**DO THIS:** Please print the records below word for word, from the line with "the person standing." up to and including the last line of the records.

====== SUPPLIED MATERIAL

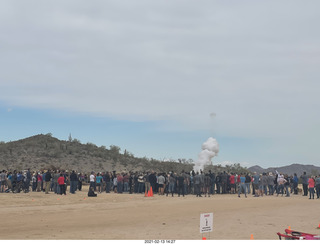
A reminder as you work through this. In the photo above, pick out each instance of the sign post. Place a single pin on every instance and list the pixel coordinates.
(206, 222)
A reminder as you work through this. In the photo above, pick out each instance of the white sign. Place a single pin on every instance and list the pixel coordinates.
(206, 222)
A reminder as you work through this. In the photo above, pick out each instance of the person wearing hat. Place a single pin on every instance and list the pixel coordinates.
(47, 180)
(61, 182)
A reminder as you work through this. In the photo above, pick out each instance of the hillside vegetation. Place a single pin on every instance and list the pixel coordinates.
(44, 151)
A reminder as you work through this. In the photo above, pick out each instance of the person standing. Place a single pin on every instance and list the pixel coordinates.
(47, 180)
(270, 183)
(99, 182)
(281, 181)
(73, 182)
(3, 180)
(180, 184)
(232, 184)
(242, 187)
(172, 181)
(256, 179)
(305, 179)
(92, 180)
(295, 184)
(120, 183)
(311, 184)
(39, 181)
(317, 182)
(161, 183)
(80, 181)
(286, 185)
(108, 182)
(61, 182)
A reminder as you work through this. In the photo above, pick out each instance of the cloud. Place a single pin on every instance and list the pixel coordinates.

============

**ANSWER TO THIS PROBLEM:**
A reminder as you work through this. In the photo above, pick out each instance of the person standing. Place a single pin on every instance and list the pixel coordinates.
(47, 180)
(270, 183)
(99, 182)
(281, 181)
(73, 182)
(3, 180)
(180, 184)
(232, 184)
(242, 187)
(172, 181)
(256, 179)
(305, 179)
(92, 180)
(295, 184)
(120, 183)
(311, 184)
(39, 181)
(317, 182)
(161, 183)
(80, 181)
(286, 185)
(108, 182)
(61, 182)
A reminder as you work through this. In the photo above, pick out each instance of the cloud. Place a single pin on every instance and list the pixel coordinates.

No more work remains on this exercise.